> Task goal: Can you copy out only the lines from the line with "Look at the photo above. For every instance of the red" up to and including the line with "x=212, y=228", keeping every line but multiplying each answer coordinate by 0.95 and rounding it to a whole number, halves up? All other numbers stay as they are.

> The input:
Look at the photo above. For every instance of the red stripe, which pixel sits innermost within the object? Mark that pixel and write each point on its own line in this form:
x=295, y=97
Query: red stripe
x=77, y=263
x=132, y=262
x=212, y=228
---
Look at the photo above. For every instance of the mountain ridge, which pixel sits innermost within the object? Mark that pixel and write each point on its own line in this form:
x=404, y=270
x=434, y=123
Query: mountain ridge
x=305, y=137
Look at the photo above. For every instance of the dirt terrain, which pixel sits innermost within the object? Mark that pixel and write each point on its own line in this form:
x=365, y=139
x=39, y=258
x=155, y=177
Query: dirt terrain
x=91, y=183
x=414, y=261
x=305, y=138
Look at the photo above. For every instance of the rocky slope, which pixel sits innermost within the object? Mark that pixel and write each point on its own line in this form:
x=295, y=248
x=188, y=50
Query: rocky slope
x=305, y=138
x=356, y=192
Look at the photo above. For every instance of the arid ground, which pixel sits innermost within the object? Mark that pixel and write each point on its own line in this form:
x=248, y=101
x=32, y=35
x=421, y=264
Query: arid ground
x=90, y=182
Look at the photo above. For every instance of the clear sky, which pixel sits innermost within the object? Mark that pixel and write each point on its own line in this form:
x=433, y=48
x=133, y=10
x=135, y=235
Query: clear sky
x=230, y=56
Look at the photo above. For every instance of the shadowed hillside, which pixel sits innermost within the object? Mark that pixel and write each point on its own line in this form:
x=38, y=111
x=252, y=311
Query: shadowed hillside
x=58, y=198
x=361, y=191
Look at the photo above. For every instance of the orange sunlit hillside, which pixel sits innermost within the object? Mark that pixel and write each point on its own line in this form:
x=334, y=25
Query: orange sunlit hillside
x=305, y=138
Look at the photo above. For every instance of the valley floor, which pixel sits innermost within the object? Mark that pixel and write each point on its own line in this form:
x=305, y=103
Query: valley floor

> Finished task:
Look at the photo above. For every instance of the red stripe, which pixel sits innermost within the object? Mark that pixel and write each point on its own line in this form:
x=295, y=97
Query: red stripe
x=73, y=250
x=125, y=249
x=201, y=217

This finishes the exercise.